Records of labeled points
++++++++++

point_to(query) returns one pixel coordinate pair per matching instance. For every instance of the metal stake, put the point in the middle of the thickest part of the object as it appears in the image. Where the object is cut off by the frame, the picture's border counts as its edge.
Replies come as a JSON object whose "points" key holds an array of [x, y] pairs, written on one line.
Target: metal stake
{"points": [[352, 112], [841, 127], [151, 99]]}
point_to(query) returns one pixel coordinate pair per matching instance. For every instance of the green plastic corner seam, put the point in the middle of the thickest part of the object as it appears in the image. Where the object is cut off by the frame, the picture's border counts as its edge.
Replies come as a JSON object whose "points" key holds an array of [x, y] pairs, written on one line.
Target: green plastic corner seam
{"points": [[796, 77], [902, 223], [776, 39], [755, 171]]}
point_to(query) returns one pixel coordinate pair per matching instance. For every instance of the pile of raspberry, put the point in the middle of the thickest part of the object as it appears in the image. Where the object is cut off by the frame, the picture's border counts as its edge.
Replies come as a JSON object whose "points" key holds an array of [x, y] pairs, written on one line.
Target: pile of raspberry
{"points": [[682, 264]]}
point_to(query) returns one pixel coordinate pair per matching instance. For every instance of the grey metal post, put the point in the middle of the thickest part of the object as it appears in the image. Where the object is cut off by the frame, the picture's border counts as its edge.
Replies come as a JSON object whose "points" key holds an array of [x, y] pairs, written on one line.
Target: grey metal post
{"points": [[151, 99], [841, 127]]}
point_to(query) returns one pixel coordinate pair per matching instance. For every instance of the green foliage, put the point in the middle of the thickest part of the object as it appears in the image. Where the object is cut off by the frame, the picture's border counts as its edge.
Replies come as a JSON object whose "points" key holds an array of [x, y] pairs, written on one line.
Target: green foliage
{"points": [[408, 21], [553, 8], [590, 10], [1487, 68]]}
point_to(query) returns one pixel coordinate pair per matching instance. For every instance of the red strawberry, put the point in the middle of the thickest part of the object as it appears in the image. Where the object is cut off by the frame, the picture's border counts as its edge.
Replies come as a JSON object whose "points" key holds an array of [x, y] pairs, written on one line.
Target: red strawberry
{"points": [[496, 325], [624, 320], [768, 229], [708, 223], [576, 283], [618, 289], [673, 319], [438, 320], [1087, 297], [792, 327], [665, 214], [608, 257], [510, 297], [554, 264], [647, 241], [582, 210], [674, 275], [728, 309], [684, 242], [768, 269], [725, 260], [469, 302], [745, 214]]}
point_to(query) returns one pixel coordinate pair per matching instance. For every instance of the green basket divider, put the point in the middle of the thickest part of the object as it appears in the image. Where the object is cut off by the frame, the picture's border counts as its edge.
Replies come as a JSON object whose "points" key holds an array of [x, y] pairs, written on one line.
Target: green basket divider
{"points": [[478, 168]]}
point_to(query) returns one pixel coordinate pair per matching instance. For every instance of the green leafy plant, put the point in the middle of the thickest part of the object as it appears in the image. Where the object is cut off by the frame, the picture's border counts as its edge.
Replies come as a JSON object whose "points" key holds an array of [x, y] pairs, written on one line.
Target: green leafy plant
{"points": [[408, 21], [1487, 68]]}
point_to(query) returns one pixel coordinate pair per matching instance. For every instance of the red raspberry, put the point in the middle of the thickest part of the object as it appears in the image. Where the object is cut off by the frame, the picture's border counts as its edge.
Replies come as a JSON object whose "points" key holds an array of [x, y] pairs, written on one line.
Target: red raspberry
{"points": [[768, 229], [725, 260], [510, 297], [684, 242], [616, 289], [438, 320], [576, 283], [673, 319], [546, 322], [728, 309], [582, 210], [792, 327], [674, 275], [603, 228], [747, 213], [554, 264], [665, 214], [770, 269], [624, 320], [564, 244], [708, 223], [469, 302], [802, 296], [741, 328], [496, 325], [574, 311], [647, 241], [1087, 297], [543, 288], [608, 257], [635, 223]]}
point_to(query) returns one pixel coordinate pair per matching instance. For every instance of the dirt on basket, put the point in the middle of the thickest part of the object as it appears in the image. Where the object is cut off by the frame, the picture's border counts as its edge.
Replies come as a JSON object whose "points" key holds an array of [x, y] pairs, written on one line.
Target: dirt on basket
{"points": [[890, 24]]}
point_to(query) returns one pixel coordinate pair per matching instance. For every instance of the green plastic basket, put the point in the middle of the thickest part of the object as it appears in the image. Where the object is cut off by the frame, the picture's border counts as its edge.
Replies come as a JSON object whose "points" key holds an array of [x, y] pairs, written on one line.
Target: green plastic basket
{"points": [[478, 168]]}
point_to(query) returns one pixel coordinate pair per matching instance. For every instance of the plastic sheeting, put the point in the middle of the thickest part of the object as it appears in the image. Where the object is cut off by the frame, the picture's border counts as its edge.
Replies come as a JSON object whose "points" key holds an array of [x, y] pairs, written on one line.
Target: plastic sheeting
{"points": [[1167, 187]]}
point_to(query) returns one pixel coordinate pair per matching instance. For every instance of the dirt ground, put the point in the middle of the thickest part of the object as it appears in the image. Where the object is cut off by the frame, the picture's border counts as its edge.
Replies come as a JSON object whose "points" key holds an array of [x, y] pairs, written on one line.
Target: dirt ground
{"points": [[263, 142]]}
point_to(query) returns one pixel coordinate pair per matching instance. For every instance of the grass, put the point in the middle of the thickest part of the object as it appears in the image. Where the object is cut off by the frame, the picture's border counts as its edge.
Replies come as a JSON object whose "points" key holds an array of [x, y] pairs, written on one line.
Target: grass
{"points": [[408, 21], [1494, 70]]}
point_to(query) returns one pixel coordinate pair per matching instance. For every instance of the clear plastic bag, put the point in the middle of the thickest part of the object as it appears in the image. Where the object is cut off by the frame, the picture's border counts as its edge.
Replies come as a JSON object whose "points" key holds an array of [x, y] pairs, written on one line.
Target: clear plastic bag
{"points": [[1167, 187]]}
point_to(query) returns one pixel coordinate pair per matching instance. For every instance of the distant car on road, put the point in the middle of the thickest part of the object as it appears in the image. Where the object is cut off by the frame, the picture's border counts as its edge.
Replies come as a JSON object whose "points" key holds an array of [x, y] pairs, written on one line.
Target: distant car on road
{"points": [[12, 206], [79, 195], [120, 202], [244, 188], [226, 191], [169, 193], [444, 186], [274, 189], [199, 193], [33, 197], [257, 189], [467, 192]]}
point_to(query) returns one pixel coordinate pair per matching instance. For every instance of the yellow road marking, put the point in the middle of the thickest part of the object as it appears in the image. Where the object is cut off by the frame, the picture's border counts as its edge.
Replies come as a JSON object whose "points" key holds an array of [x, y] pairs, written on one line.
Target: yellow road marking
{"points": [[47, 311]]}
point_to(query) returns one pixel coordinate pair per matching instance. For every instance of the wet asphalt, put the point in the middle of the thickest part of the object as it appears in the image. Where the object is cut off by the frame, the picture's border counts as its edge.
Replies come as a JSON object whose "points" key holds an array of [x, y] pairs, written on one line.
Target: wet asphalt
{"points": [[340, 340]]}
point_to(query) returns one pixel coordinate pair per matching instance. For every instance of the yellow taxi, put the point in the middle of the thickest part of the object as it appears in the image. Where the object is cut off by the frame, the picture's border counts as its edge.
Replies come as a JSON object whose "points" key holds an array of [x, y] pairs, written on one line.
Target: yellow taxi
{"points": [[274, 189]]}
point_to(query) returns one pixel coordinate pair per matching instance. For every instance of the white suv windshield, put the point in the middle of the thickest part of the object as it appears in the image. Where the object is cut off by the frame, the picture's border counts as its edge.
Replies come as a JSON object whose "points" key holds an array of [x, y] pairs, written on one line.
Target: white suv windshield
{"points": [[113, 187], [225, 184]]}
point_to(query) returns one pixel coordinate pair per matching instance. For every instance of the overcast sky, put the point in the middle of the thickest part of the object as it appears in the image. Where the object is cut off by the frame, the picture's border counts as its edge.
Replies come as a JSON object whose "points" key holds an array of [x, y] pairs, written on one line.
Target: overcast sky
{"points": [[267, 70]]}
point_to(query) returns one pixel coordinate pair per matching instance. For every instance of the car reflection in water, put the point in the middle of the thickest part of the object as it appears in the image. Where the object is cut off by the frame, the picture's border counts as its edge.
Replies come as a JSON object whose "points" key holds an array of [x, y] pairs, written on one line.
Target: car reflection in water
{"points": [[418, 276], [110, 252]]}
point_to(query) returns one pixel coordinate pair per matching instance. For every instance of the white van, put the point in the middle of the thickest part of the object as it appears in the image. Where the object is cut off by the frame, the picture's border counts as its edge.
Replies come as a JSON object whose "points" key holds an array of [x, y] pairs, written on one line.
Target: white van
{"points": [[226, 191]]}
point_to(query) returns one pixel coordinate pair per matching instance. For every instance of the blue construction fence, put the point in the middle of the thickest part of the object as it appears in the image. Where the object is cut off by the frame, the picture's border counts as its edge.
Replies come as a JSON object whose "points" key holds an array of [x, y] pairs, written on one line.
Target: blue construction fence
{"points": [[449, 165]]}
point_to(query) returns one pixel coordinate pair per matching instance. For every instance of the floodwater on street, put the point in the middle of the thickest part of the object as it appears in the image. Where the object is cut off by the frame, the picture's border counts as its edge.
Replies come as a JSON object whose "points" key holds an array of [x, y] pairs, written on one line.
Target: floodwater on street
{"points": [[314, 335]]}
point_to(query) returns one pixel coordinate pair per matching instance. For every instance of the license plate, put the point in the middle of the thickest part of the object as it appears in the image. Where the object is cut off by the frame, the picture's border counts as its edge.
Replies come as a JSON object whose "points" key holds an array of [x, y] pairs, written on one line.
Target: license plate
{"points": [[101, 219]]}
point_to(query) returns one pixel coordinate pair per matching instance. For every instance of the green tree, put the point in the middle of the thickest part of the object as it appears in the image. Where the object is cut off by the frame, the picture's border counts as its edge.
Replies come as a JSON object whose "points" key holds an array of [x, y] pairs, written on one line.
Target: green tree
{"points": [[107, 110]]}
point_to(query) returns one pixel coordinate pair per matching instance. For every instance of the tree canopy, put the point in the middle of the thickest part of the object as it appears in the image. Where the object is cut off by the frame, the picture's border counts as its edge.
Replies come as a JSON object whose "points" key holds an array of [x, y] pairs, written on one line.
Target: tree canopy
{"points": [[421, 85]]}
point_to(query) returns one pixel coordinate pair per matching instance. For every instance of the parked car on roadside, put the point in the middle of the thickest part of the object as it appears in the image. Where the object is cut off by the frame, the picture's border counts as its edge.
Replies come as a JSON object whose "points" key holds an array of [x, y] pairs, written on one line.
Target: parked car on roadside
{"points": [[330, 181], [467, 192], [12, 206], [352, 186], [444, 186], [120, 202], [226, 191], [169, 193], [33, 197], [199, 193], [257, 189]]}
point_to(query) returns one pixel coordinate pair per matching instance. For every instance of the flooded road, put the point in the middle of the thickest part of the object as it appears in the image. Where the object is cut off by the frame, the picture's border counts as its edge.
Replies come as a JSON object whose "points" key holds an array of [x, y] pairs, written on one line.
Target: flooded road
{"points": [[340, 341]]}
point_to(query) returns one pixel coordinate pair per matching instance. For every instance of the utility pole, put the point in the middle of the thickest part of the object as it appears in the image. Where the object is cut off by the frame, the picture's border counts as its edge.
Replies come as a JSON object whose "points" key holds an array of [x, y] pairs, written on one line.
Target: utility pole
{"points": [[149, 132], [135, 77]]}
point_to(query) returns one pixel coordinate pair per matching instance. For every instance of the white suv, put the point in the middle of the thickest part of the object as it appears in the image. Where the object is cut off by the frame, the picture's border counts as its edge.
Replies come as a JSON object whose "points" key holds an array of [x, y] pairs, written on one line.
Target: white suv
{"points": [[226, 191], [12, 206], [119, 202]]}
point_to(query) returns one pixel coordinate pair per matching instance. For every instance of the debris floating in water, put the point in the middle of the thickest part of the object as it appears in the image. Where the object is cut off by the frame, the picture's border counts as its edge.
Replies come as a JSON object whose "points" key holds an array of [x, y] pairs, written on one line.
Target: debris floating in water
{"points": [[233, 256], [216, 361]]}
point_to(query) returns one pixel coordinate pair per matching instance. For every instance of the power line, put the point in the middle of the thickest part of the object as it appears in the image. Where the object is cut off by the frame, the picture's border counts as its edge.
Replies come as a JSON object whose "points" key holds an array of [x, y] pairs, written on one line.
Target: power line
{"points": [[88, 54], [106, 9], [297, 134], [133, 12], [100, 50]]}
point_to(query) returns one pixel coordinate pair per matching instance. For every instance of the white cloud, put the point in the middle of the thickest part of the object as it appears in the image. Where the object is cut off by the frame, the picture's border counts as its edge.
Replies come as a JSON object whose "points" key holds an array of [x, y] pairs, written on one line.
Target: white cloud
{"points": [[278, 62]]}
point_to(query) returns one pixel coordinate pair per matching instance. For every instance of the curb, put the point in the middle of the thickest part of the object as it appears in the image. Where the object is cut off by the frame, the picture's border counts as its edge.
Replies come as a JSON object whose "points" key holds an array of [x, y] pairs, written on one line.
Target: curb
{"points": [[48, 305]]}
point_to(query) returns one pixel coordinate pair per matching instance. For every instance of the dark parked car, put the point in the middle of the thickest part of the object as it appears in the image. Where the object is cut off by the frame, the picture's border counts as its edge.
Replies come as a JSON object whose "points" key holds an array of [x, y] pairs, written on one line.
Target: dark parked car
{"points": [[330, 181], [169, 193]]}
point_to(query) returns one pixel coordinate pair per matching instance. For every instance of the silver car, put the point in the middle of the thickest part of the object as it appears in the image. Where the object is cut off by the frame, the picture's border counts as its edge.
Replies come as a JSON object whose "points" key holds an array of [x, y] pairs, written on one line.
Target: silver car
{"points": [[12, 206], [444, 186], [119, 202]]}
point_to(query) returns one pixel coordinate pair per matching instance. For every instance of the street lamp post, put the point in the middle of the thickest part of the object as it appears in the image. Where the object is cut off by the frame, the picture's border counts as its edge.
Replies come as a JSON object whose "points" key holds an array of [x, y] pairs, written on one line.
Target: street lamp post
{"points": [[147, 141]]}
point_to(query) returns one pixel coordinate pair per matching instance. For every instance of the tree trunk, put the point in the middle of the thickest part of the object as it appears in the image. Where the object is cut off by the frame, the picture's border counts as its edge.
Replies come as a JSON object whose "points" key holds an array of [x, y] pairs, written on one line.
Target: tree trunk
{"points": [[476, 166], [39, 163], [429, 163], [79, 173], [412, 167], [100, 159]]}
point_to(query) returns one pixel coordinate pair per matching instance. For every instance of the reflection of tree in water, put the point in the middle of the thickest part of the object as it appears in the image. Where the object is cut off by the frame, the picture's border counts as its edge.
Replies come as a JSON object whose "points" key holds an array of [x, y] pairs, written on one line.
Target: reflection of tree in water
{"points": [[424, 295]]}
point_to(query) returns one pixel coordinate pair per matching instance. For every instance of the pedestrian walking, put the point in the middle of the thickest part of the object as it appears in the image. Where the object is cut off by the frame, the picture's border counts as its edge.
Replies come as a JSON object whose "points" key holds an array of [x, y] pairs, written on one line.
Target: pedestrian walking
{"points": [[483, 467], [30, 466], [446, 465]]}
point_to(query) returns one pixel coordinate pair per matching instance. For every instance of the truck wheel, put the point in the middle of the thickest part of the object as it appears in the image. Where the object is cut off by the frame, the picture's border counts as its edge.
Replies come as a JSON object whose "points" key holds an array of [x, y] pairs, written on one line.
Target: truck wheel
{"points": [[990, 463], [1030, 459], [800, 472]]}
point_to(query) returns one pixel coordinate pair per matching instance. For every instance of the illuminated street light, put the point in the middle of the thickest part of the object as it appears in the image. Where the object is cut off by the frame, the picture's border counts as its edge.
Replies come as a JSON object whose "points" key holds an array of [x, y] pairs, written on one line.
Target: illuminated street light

++++++++++

§ **WHAT YOU NEED TO DO**:
Your task is to reproduce, exactly and exclusively, the lines from the one holding "of the truck" through the final line of the listing.

§ **EXERCISE OUTPUT**:
point_to(query) returns one pixel coordinate pair per matching instance. For every instance of the truck wheel, put the point in the middle of the thickest part of the object as it appears in the image. Where the object is cut off by the frame, the picture's border counts as its edge.
Replies come as a JSON object whose "points" key holds an array of [x, y] pairs, written on one line.
Target: truck wheel
{"points": [[990, 463], [1030, 459], [800, 472]]}
point_to(query) returns one pixel coordinate pair per matching instance. For every instance of the illuminated street light, put the point in the middle of the thickest part of the object as it appears in the image. Where the object is cut off by the frame, the picture's border counts as its edge.
Replies come as a JSON object whose "points" key holds an array of [x, y] pairs, written on one line.
Target: illuminated street light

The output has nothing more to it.